## SOURCE TEXT
------

Getting to Afghanistan was a protracted affair, but a unique and interesting experience. There’s a rigid, cumbersome and somewhat frustrating process that must be endured by essentially every civilian deploying to a conflict zone on behalf of the U.S. military. The best way to survive it is to take a deep breath, relax and tap every ounce of patience you can muster. To be fair, the process is designed not only to satisfy the military’s appetite for paperwork and procedure, but also to ensure each participant satisfies specific deployment criteria and is not a health, safety or security liability once in theater.
The journey began with a week of corporate indoctrination in Orlando, Florida. I spent the week with a handful of other new-hires deploying to Afghanistan, jumping through various administrative hoops, completing required training and ensuring all our ducks were in a row for the deployment. The support and preparation from the company was good. Our handlers knew their jobs and did well to prepare us for the road ahead.

------

## DATA EXTRACT
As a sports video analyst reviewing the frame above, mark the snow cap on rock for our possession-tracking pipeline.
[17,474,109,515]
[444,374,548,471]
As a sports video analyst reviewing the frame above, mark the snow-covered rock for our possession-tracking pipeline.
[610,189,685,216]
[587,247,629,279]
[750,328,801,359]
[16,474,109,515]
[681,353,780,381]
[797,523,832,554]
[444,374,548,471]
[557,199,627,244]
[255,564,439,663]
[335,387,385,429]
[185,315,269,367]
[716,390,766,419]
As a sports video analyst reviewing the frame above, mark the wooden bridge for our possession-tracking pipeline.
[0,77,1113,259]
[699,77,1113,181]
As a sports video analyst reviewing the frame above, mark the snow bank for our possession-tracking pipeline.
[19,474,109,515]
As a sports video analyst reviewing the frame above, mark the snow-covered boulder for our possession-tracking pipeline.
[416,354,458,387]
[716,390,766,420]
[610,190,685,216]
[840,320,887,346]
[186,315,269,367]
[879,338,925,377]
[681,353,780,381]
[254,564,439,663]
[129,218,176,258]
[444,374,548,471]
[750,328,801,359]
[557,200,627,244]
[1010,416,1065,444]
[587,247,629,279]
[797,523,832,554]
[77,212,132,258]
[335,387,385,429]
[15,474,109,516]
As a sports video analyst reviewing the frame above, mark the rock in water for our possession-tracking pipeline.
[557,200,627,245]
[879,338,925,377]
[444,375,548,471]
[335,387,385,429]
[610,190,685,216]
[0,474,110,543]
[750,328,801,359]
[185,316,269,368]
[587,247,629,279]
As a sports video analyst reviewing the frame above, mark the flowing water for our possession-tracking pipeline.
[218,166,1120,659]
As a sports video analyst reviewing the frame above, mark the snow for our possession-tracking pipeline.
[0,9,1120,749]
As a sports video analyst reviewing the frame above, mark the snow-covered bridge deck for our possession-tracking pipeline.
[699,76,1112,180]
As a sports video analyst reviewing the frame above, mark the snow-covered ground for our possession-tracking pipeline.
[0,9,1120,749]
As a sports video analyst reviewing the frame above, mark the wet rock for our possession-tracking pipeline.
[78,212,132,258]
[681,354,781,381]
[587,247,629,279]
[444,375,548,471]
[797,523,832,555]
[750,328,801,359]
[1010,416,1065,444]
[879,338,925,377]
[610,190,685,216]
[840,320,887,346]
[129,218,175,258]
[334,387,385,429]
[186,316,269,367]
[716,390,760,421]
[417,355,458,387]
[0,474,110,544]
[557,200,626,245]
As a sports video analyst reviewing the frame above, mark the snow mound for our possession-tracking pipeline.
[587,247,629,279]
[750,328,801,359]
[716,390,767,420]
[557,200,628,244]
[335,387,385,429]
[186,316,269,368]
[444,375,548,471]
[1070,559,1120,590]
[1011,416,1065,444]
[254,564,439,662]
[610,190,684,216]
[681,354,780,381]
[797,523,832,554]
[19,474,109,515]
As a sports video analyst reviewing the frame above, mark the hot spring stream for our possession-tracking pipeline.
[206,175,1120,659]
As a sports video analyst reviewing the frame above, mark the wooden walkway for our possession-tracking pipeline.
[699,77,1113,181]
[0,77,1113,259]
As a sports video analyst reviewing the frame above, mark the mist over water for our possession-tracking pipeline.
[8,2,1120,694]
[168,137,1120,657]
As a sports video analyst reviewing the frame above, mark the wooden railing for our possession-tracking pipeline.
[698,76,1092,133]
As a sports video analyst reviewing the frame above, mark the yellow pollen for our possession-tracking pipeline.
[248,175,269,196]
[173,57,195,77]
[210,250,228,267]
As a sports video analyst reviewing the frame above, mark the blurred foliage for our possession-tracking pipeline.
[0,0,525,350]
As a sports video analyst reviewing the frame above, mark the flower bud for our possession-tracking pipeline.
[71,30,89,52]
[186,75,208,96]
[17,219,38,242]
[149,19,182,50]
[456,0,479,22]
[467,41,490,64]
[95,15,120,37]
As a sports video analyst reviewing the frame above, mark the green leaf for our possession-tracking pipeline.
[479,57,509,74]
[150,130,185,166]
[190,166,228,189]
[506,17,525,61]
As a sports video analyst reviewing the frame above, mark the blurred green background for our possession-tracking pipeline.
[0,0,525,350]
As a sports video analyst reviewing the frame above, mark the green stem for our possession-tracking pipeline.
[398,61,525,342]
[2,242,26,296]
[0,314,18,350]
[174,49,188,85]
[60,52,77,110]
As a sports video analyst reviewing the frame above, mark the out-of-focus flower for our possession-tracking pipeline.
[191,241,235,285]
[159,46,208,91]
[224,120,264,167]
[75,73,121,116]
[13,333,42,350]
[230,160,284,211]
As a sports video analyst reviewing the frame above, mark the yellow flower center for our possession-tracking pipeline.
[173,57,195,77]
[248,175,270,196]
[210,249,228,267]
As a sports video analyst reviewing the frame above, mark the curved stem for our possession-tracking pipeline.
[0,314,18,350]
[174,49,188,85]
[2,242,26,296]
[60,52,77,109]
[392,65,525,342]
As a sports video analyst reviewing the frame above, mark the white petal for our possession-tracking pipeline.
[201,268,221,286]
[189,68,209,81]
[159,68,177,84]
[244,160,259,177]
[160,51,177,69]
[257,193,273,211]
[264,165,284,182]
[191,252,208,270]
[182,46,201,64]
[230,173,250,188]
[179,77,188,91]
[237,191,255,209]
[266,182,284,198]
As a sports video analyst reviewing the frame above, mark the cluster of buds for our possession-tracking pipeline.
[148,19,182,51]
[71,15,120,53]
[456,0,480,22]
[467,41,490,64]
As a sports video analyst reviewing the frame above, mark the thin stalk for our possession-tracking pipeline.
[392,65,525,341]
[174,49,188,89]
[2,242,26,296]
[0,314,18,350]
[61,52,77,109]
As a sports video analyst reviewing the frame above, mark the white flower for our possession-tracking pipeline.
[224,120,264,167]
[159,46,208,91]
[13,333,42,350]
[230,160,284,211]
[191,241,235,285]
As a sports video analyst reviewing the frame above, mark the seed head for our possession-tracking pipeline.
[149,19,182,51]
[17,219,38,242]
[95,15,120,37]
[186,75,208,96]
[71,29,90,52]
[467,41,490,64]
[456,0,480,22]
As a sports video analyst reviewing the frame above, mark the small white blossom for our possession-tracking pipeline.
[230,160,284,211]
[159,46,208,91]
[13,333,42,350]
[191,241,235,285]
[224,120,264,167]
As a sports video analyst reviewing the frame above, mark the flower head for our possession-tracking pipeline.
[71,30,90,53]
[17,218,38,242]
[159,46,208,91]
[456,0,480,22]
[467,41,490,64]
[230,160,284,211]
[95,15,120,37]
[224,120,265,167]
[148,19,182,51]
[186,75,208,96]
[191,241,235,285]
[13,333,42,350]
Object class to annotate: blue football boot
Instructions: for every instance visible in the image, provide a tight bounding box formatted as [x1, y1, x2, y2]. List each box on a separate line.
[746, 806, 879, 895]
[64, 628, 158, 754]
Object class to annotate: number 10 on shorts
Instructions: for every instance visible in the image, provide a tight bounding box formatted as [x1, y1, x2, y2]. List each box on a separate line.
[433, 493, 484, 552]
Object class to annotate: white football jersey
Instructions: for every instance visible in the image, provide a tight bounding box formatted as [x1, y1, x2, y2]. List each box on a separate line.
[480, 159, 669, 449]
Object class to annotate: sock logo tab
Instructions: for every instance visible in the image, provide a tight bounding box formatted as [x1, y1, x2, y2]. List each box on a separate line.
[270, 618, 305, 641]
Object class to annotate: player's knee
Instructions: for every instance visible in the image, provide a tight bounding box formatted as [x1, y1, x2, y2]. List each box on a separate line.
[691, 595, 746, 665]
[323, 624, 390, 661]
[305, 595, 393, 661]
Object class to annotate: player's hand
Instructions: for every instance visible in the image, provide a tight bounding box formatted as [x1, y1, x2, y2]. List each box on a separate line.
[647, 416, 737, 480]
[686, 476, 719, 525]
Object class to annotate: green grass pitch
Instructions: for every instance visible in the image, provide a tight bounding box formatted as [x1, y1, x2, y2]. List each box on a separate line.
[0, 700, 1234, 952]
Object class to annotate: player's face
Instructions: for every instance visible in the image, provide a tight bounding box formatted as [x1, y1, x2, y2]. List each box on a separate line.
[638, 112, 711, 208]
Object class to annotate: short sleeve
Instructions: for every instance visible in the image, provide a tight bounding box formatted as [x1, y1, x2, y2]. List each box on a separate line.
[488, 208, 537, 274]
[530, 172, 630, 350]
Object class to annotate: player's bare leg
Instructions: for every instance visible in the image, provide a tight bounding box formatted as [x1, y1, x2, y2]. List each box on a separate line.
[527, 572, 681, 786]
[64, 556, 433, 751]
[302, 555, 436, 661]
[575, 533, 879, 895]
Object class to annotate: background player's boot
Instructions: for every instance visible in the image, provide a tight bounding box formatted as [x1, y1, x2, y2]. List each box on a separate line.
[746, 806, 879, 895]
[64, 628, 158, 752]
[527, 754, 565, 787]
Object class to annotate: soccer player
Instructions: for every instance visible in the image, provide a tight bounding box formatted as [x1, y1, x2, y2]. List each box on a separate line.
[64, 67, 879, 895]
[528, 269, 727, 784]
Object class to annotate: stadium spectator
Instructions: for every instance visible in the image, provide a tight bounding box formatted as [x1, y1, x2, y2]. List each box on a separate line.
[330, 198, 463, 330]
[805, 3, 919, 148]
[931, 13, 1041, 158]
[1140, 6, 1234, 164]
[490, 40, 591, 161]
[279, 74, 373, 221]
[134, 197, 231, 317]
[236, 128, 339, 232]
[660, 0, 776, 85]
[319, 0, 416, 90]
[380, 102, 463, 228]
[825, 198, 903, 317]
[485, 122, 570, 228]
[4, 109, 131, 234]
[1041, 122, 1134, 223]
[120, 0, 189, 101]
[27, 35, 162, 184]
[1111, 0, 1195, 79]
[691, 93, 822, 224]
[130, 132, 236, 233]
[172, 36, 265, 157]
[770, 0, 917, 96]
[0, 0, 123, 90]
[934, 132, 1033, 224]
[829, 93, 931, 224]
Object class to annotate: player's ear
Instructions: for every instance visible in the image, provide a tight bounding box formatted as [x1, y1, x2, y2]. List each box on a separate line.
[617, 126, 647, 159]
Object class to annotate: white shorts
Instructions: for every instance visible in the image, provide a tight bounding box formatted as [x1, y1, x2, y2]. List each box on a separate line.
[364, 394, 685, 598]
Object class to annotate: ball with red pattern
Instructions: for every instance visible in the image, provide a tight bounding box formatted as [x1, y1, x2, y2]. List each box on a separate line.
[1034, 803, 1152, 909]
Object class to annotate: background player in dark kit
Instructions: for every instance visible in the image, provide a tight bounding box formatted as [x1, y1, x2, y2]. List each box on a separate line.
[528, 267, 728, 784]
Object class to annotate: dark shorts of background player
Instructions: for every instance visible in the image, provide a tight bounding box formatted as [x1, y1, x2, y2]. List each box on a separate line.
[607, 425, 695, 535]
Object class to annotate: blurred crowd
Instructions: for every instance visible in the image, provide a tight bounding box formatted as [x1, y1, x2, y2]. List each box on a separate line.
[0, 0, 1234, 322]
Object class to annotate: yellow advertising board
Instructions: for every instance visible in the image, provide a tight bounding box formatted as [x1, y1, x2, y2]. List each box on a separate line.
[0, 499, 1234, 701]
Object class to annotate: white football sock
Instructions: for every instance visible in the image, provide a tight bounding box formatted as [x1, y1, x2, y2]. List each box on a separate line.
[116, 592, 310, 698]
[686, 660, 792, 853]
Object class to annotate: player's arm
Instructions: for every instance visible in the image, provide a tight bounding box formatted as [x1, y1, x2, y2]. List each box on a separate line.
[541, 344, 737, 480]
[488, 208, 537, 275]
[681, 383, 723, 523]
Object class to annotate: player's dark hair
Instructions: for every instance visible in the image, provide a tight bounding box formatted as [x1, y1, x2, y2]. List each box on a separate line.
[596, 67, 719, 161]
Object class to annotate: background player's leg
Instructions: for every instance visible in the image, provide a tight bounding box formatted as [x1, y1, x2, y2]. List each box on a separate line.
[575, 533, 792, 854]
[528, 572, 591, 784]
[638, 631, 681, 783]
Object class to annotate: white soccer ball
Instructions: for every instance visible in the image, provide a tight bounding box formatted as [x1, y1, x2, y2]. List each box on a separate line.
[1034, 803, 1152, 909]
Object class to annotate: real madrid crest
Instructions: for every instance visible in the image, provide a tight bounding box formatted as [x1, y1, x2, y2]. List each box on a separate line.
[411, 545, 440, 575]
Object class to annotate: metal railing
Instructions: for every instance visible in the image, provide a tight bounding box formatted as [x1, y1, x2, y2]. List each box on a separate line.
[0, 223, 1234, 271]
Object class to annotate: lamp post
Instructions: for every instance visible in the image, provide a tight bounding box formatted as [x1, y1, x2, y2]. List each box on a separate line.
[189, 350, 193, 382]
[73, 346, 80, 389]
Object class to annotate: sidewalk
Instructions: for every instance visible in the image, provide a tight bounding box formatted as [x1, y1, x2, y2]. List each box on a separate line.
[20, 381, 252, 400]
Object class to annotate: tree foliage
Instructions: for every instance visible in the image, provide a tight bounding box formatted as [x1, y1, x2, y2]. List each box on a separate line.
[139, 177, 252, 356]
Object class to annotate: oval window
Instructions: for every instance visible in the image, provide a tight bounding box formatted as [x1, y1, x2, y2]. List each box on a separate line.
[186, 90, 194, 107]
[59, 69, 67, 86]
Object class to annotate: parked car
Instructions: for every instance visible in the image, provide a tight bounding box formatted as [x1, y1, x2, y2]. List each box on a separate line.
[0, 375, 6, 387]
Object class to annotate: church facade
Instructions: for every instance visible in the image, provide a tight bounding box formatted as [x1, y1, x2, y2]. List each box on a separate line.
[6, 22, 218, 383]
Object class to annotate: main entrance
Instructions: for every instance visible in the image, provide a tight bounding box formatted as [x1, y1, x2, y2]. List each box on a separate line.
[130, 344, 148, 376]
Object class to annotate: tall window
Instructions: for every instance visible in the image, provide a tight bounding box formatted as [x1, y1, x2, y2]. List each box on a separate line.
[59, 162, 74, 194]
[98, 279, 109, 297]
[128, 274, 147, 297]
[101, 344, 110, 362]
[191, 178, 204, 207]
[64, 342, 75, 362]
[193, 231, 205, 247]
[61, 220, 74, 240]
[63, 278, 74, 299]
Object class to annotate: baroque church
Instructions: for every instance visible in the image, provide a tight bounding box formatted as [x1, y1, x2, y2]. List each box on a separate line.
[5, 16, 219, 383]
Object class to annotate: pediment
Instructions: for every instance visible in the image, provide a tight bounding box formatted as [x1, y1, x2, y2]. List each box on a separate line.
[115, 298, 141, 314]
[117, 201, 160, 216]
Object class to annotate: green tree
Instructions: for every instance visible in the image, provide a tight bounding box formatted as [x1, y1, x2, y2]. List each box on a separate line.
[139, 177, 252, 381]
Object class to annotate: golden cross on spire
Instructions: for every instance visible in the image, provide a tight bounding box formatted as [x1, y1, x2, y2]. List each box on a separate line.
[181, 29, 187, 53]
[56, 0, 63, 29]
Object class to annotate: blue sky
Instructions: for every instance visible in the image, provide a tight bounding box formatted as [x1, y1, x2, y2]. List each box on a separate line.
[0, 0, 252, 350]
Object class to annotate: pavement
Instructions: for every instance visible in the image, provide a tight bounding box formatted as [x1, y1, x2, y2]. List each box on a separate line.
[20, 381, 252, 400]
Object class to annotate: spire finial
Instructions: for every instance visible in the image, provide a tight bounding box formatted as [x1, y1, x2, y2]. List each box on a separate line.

------

## WORK ITEM A
From the account of deploying to Afghanistan, reproduce everything from "Getting to Afghanistan" down to "once in theater.".
## WORK ITEM B
Condense the paragraph of the Afghanistan deployment account that begins "The journey began with" into a shorter version that keeps its main facts.

## RESPONSE BOX A
Getting to Afghanistan was a protracted affair, but a unique and interesting experience. There’s a rigid, cumbersome and somewhat frustrating process that must be endured by essentially every civilian deploying to a conflict zone on behalf of the U.S. military. The best way to survive it is to take a deep breath, relax and tap every ounce of patience you can muster. To be fair, the process is designed not only to satisfy the military’s appetite for paperwork and procedure, but also to ensure each participant satisfies specific deployment criteria and is not a health, safety or security liability once in theater.

## RESPONSE BOX B
The journey started with a week of corporate indoctrination in Orlando, Florida. A handful of new-hires bound for Afghanistan spent it on administrative tasks, required training and getting everything in order for the deployment. The company's support and preparation were good, and the handlers knew their jobs and prepared the group well.